◆ Kaynak Metin:
□ □ □ □ □ □ □

Türkiye için “geliyorum” diyen tehlike… ABD harekete geçti... Serdar Cebe yazdı…

AMERİKA’DA VENEZUELA’NIN ALTIN TİCARETİNİN PEŞİNDE

Türkiye için “geliyorum” diyen tehlike… ABD harekete geçti... Serdar Cebe yazdı…




Türkiye için “geliyorum” diyen tehlike… ABD harekete geçti... Serdar Cebe yazdı…

Halkbank davası AKP yönetiminin korkulu rüyası. ABD’nin İran’a yaptırımların ihlal edilmesi iddiasıyla Halkbank artık sanık sıfatıyla New York Güney Mahkemesi’nde yargılanacak. Halkbank davasından çıkacak olumsuz bir karar Türkiye’nin milyarlarca dolar tazminat ödemesine neden olabilecek.

□ □ □ □ □ □ □

◆ Görevler ve Alıştırmalar:
• 1. Aşağıdaki (a), (b) ve (c) ifadelerinin Halkbank davası metniyle uyuşup uyuşmadığını evet veya hayır ile belirtin ve her yanıtın dayandığı sözleri metinden aynen alıntılayın.
(a) Halkbank, New York Güney Mahkemesi’nde sanık olarak yargılanacak.
(b) Davanın konusu, Venezuela’ya uygulanan yaptırımların ihlal edildiği iddiasıdır.
(c) Davadan çıkacak olumsuz bir karar, Türkiye’ye milyarlarca dolarlık tazminat yükü getirebilir.
• 2. Halkbank davası metnini kaldığı yerden sürdürün.

□ □ □ □ □ □ □

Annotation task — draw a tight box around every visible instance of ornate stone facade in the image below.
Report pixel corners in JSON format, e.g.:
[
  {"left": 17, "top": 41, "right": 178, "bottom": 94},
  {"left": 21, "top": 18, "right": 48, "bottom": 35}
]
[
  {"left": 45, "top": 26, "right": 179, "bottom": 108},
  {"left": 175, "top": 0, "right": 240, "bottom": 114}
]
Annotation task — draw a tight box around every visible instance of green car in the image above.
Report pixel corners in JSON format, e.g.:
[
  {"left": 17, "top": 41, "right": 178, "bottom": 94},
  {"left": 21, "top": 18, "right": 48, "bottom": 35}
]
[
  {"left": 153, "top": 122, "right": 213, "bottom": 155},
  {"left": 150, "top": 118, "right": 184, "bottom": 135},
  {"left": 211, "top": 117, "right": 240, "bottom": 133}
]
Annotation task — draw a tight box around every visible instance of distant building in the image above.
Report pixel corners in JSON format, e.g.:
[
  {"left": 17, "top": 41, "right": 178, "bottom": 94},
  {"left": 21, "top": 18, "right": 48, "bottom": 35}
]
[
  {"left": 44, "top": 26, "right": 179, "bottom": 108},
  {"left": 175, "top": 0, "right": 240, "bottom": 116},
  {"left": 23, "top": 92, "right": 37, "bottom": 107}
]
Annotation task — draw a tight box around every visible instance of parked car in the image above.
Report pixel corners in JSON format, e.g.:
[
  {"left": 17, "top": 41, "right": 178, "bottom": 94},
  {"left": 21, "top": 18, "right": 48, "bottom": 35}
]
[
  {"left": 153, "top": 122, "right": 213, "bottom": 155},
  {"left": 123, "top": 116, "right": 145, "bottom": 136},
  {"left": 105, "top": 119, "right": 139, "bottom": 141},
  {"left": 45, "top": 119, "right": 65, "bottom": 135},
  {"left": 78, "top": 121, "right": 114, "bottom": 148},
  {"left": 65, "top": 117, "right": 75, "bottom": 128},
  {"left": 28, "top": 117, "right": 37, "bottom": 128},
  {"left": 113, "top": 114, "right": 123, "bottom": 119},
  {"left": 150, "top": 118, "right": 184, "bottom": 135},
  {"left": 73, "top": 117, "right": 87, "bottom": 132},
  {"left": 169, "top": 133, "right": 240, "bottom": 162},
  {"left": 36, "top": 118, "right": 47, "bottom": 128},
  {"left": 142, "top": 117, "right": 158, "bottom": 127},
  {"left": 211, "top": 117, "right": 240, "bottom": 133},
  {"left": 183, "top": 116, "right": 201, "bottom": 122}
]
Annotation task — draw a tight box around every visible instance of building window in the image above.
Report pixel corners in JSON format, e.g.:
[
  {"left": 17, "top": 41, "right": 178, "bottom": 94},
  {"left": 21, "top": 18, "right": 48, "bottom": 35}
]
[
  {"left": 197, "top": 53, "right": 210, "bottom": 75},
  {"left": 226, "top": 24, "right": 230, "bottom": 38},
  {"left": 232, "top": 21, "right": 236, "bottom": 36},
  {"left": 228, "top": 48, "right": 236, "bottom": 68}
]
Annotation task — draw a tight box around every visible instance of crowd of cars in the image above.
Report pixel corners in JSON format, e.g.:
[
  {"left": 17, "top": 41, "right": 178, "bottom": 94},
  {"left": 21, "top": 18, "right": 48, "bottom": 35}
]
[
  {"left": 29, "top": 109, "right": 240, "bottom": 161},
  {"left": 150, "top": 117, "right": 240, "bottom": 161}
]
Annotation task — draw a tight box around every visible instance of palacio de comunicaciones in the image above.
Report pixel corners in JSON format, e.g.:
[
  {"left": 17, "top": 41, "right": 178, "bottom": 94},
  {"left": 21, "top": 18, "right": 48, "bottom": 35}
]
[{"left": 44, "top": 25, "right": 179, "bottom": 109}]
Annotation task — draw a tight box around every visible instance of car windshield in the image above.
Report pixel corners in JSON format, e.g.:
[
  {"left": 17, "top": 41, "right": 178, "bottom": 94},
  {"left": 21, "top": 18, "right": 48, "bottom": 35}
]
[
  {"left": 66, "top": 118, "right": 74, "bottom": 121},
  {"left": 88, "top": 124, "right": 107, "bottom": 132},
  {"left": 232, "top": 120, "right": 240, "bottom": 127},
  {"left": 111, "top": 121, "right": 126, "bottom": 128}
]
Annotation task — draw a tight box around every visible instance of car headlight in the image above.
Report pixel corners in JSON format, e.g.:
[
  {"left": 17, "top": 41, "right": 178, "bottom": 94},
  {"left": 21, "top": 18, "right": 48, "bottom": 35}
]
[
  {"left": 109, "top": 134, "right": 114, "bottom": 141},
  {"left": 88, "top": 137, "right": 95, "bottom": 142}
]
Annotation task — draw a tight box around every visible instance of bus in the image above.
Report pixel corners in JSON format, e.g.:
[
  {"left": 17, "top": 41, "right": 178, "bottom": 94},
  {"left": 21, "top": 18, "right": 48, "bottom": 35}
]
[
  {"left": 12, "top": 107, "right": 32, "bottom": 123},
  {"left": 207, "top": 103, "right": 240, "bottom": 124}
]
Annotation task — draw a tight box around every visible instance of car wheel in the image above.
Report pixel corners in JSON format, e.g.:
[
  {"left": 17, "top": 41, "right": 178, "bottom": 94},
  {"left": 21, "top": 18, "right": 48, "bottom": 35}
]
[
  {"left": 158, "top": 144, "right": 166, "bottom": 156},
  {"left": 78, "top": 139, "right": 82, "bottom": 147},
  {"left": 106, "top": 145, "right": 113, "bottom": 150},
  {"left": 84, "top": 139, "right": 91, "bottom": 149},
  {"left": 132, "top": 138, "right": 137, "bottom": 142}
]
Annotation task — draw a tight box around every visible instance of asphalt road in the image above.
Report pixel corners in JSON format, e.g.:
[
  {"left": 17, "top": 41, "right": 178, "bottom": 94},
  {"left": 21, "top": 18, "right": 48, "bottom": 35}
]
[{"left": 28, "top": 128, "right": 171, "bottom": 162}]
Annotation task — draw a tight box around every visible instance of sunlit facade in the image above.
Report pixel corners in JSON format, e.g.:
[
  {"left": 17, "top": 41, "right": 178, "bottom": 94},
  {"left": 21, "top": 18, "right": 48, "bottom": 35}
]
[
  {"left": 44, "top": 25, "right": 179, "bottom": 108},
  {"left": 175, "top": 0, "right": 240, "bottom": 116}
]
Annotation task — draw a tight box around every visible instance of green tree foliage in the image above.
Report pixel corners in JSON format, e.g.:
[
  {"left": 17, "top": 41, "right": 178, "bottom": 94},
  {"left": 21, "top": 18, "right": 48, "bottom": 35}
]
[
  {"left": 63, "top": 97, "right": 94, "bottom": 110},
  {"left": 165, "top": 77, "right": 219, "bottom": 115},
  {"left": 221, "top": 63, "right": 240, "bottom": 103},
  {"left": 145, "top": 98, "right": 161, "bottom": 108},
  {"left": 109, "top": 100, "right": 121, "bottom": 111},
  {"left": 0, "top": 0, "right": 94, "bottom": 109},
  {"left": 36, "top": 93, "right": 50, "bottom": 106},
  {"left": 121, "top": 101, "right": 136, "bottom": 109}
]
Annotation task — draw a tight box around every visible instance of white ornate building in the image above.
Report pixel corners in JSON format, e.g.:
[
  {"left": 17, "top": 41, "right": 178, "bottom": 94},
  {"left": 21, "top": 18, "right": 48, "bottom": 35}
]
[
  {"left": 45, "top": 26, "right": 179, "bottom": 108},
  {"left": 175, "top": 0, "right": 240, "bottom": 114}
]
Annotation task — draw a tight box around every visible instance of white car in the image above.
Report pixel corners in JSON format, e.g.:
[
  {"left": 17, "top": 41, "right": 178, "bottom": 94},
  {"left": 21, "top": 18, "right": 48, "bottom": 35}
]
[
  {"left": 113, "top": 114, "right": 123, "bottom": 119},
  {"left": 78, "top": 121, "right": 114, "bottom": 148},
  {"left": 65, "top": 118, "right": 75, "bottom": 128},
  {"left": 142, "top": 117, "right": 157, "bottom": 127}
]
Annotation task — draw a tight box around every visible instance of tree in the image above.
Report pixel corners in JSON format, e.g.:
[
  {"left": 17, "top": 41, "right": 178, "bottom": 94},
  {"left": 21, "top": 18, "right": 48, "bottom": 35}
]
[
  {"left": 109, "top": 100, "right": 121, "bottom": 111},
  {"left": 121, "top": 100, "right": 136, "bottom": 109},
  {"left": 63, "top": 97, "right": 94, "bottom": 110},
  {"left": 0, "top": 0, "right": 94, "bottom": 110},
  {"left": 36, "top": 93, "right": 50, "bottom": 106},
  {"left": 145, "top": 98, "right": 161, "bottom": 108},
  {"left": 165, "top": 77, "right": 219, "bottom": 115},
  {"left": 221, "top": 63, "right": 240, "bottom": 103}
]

□ □ □ □ □ □ □

◆ Nihai Sonuçlar:
• 1.
(a) Evet: "Halkbank artık sanık sıfatıyla New York Güney Mahkemesi’nde yargılanacak."
(b) Hayır: "ABD’nin İran’a yaptırımların ihlal edilmesi iddiasıyla"
(c) Evet: "Halkbank davasından çıkacak olumsuz bir karar Türkiye’nin milyarlarca dolar tazminat ödemesine neden olabilecek."

• 2.
Başka bir tehlike de uzun zamandır “geliyorum” diyor. Amerika’nın gözü şimdi Türkiye’nin Venezuela ile yaptığı altın ticaretinde. Amerikan Kongresi’nde Türkiye aleyhindeki olumsuz hava, Trump yönetiminden sonra Biden döneminde de devam ediyor. Senato’ya Eylül ayı sonunda sunulan “yasa dışı altın kaçakçılığı” konusundaki bir karar tasarısı Türkiye’yi de yakından ilgilendiriyor. Karar tasarılarının bir bağlayıcılığı yok ama Senato’da oluşturulacak araştırma komisyonları için bir pusula niteliğinde değer taşıyor. 

AMERİKA’DA VENEZUELA’NIN ALTIN TİCARETİNİN PEŞİNDE

Amerika, Türkiye’yi 2019 yılında Venezuela ile yaptığı altın ticareti konusunda uyarmıştı. Eylül sonu Senato’ya sunulan karar tasarısını da bir uyarı olarak ele almak gerekiyor. Çünkü Amerika, Venezuela altınlarının Türkiye üzerinden İran’a gönderildiğinden şüpheleniyor ve bu konuda çalışma yapıyor. Senato’daki bu karar tasarısının bir de adli olarak perde arkasının olduğu konuşuluyor.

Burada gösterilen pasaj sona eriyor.